Exercise requirements:
Copy out the rows below, swapping "wooden plank" for "wooden board" wherever it occurs and leaving everything else unchanged. Omit the pictures from your copy.

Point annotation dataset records
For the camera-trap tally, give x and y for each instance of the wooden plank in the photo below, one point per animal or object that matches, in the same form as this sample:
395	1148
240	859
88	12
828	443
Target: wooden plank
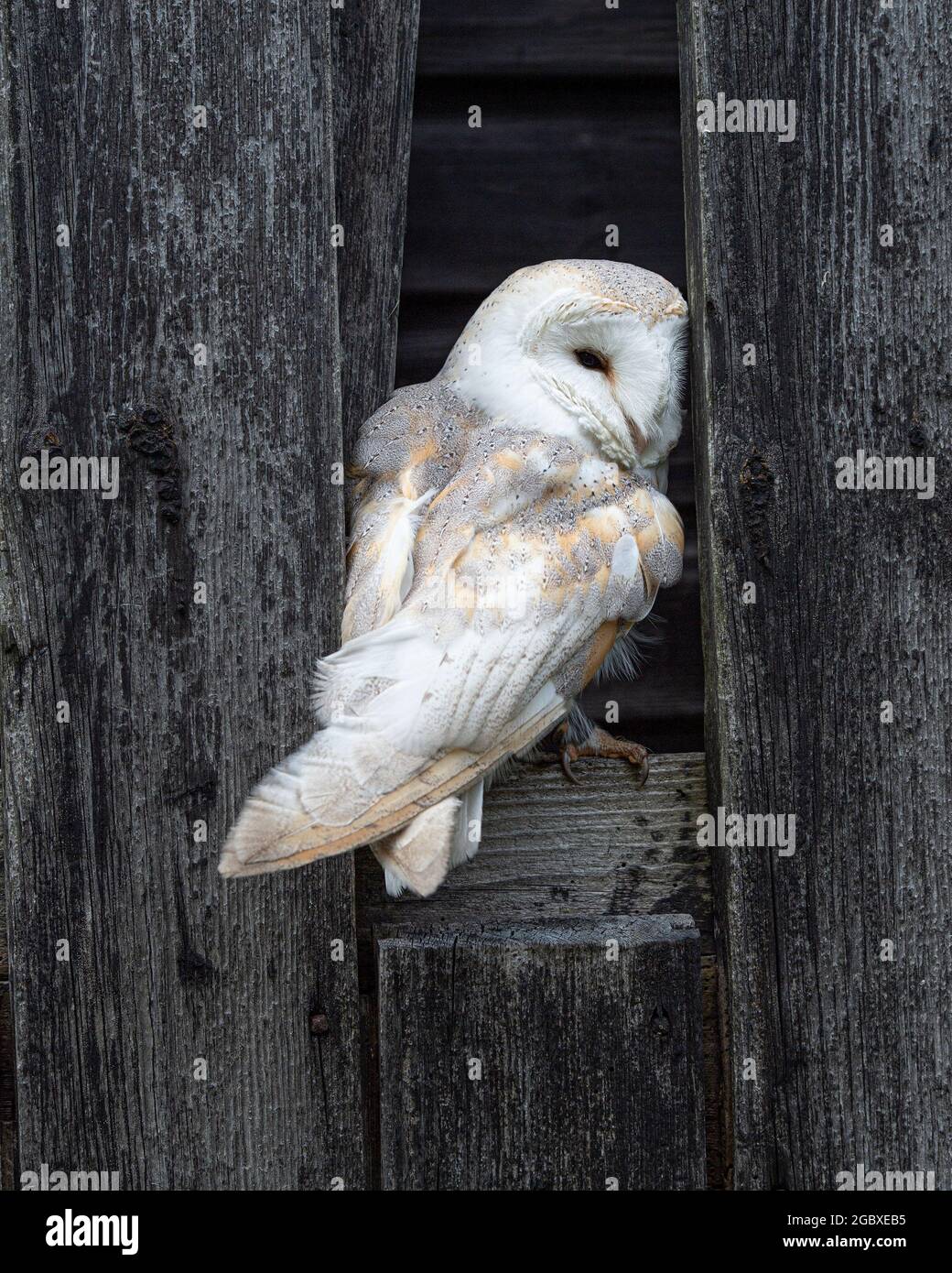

Solution to this problem:
For the camera-trap tally, give x and y for each instance of the wooden board in the photo below, one point per animal or object that matches, in the same form as this sample:
395	1148
240	859
88	12
828	443
Target: wooden board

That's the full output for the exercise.